## Begin

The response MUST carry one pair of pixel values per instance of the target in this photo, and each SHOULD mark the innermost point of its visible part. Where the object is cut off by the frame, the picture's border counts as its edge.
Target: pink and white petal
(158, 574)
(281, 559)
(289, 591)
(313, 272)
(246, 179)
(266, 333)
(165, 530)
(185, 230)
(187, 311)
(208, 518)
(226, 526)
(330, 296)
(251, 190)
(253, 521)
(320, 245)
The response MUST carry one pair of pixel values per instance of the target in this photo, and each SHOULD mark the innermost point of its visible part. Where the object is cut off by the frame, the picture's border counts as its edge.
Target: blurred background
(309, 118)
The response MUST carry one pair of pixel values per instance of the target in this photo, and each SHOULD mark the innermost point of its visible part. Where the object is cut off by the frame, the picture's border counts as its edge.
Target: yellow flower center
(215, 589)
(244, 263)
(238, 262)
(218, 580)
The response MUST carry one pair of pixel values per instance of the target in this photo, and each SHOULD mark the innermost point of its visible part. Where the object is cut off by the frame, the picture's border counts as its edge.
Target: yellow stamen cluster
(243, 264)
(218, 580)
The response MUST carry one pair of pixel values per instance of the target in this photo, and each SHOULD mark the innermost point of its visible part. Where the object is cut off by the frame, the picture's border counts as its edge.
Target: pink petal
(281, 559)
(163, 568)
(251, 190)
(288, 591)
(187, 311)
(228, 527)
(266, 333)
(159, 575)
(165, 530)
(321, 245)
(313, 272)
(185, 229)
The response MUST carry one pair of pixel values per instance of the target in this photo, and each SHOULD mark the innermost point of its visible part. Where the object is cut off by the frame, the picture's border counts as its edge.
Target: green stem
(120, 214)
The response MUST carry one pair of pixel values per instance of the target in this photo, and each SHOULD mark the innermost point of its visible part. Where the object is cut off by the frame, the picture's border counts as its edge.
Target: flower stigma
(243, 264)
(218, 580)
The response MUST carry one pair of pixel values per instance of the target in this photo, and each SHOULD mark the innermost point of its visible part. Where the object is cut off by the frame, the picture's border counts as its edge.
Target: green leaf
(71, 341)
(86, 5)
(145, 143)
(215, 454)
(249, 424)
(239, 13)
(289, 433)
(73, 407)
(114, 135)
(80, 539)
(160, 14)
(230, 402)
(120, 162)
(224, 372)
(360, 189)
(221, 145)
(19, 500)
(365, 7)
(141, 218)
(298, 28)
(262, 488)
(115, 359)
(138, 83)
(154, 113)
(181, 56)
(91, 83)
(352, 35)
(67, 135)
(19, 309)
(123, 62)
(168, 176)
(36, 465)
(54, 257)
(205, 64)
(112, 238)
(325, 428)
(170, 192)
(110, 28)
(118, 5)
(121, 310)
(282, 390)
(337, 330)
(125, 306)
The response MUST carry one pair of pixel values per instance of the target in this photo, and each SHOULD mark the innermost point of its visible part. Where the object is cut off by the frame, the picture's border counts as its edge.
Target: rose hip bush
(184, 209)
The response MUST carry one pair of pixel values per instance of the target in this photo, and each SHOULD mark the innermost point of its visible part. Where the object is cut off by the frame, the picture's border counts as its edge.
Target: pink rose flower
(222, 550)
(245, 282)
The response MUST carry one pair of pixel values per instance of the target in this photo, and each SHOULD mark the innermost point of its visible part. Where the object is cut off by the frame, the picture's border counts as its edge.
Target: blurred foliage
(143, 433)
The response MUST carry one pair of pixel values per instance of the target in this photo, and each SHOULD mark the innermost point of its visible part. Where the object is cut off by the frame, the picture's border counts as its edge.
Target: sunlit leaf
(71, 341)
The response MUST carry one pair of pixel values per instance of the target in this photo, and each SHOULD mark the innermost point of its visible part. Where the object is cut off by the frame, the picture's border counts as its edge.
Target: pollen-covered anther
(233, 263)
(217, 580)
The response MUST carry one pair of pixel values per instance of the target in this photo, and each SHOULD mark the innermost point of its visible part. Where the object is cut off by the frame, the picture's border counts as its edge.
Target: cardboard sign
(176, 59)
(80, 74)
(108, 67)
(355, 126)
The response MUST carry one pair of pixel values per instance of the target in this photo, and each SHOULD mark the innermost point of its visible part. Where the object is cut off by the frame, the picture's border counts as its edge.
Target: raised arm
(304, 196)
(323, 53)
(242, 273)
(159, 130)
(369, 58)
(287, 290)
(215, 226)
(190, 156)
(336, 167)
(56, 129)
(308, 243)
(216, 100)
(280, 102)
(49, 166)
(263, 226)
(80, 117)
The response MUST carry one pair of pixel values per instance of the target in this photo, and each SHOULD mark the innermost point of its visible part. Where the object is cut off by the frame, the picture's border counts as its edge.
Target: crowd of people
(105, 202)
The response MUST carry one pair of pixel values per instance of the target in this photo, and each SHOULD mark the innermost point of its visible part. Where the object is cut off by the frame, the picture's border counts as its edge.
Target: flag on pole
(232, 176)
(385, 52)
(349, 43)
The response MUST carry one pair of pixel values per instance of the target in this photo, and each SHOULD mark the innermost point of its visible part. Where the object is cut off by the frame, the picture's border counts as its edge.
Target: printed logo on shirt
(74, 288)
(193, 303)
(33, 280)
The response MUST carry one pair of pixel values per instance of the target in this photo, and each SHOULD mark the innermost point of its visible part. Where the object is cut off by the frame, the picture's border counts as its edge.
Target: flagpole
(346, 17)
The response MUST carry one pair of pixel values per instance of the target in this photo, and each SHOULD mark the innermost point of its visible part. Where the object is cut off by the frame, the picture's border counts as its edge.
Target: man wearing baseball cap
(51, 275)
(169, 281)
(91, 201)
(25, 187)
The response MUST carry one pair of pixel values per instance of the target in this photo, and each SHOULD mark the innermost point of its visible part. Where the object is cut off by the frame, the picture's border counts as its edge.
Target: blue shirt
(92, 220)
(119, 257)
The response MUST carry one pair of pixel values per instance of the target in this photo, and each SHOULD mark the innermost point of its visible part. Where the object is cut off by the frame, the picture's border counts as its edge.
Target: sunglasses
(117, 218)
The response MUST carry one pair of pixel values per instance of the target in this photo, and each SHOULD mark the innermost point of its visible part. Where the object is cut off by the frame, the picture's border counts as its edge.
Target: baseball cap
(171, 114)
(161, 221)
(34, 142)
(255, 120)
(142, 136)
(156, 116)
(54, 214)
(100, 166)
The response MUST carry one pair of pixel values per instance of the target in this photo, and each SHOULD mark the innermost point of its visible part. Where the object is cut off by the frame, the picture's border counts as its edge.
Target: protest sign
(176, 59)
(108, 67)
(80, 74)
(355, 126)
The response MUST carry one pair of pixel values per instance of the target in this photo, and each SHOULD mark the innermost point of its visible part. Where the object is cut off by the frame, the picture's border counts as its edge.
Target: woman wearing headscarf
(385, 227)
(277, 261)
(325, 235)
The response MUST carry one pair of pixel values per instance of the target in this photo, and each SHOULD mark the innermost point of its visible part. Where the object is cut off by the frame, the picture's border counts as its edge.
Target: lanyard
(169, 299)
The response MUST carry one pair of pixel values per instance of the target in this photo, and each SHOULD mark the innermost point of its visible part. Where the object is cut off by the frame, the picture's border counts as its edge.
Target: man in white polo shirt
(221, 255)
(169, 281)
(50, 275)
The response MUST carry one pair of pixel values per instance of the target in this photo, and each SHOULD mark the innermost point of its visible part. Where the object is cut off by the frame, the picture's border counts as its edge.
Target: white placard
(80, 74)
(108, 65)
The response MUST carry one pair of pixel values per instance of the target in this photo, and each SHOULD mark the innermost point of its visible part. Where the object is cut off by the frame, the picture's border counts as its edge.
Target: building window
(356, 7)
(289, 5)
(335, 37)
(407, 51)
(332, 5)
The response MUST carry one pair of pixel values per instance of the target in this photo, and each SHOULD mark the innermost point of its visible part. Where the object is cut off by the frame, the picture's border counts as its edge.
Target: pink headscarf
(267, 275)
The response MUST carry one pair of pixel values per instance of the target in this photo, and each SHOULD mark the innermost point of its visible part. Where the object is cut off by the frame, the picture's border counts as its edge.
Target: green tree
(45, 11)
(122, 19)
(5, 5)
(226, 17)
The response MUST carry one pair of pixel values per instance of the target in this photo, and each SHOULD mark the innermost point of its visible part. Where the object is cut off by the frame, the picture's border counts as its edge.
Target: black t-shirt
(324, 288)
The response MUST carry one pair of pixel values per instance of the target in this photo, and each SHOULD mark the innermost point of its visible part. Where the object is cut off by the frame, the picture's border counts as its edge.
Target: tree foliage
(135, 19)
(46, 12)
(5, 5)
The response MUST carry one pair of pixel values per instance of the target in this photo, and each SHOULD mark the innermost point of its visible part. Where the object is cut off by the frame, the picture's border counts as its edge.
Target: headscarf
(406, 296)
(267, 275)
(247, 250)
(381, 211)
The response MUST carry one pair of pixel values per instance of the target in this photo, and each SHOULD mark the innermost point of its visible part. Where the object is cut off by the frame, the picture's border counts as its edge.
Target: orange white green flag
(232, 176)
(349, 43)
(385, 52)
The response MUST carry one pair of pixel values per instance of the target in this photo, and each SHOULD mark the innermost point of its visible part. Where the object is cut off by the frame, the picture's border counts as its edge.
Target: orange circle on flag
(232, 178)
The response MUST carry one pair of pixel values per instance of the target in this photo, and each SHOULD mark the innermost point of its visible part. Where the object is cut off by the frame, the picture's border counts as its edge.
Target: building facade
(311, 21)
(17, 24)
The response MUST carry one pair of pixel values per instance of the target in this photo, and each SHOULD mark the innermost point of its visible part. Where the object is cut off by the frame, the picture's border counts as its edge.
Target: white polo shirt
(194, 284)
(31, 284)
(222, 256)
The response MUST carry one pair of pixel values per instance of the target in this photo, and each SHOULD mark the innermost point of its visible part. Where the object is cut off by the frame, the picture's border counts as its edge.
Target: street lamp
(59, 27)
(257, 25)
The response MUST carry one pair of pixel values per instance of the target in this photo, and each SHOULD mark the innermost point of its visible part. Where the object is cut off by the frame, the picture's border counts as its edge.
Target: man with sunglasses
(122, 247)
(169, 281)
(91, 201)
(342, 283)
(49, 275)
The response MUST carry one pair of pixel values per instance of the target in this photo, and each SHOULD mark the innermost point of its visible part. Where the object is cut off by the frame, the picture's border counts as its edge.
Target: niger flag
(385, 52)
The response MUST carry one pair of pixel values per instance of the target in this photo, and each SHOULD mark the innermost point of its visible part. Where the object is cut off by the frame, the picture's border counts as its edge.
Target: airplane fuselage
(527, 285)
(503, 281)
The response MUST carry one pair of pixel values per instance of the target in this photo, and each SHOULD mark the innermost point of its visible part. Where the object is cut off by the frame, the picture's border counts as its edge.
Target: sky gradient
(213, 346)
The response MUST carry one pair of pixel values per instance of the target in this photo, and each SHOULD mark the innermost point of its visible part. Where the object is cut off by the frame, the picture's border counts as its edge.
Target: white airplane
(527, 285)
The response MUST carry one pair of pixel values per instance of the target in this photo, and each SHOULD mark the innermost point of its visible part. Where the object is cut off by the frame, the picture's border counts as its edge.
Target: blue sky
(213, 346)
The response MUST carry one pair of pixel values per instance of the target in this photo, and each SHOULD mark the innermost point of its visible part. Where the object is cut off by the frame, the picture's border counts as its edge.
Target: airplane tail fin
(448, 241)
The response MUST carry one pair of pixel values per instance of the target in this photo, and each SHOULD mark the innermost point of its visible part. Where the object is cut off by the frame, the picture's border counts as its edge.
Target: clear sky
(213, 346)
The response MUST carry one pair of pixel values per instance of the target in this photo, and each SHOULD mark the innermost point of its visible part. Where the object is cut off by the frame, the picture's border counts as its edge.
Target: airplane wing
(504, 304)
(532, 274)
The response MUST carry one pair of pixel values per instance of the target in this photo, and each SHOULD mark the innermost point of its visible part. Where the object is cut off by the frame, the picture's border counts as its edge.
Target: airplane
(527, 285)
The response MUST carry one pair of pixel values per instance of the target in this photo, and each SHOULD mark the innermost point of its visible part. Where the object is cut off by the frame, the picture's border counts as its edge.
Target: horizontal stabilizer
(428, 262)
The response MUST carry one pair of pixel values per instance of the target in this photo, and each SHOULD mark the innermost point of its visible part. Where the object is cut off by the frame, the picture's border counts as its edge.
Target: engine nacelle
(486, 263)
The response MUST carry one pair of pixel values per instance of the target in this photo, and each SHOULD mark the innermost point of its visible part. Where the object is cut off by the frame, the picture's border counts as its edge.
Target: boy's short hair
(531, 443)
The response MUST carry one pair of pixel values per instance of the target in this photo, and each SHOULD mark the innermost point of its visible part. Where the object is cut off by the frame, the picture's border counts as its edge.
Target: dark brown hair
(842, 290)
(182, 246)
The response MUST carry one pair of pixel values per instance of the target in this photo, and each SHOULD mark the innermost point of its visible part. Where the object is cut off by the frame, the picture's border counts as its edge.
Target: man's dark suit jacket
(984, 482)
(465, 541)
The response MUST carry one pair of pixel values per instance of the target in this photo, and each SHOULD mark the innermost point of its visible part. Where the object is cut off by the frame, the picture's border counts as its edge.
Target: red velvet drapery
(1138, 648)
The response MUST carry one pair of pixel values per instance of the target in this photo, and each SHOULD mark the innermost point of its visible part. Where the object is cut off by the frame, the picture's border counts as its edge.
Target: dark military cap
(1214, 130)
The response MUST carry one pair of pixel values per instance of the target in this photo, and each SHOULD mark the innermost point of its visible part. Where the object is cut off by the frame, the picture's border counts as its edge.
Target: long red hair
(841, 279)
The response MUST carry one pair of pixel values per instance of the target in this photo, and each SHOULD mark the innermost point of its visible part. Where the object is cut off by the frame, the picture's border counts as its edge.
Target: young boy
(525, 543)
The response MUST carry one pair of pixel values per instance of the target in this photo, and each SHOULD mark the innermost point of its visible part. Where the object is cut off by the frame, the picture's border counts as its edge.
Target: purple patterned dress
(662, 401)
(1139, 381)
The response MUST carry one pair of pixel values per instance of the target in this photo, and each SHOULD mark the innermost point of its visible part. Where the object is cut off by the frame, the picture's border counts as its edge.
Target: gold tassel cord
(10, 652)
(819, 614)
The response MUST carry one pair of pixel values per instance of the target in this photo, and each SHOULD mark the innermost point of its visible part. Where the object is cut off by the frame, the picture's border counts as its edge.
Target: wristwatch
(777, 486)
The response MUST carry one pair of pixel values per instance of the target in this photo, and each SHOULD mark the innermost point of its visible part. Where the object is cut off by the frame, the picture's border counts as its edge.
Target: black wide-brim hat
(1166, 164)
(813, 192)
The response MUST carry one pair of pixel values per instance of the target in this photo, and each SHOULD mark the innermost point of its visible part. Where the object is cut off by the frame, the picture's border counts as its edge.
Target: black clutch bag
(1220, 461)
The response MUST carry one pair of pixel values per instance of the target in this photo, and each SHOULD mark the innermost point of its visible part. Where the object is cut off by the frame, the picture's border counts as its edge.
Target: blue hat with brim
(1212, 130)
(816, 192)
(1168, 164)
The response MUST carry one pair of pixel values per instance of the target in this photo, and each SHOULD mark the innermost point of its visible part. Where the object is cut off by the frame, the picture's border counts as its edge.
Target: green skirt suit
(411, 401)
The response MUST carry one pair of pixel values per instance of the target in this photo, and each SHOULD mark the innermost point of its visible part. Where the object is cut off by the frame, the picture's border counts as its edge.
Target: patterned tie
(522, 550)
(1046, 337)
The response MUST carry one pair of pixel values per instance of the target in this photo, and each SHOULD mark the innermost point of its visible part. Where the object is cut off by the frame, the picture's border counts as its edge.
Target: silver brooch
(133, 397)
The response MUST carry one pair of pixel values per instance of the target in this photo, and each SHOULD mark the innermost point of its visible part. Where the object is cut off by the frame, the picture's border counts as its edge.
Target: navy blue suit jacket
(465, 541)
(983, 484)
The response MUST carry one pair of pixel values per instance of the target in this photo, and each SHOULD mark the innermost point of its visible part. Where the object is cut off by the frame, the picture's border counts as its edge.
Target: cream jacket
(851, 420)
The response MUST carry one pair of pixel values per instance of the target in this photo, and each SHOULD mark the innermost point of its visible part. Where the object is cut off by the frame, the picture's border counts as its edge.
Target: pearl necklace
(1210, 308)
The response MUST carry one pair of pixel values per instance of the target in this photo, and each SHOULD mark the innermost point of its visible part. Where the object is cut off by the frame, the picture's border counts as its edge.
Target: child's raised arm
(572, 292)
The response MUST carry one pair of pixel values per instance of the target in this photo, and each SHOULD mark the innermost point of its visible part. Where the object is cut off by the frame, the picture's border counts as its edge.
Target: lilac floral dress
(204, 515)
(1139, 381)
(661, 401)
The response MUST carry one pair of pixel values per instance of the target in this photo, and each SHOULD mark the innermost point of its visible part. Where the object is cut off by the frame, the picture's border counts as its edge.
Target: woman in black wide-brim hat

## End

**Job:**
Which lines of the rows above contain the string "dress", with case counting? Gather each such line and copy it in full.

**Solution:**
Target: purple patterned dress
Target: lilac floral dress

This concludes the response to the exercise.